(THE PROBLEM) Reproduce all lines of the material below, requests included, but offset every x and y coordinate in the answers by -72.

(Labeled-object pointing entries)
★ ★ ★ ★ ★
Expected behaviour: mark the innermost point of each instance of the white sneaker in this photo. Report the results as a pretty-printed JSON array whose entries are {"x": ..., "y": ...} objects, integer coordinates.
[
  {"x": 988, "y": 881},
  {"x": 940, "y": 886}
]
★ ★ ★ ★ ★
(RESPONSE BELOW)
Expected behaviour: mark the innermost point of each instance of the white sneaker in this photo. Report the results as a pretty-printed JSON array whose entries are {"x": ..., "y": ...} objects, integer coordinates.
[
  {"x": 916, "y": 809},
  {"x": 868, "y": 814}
]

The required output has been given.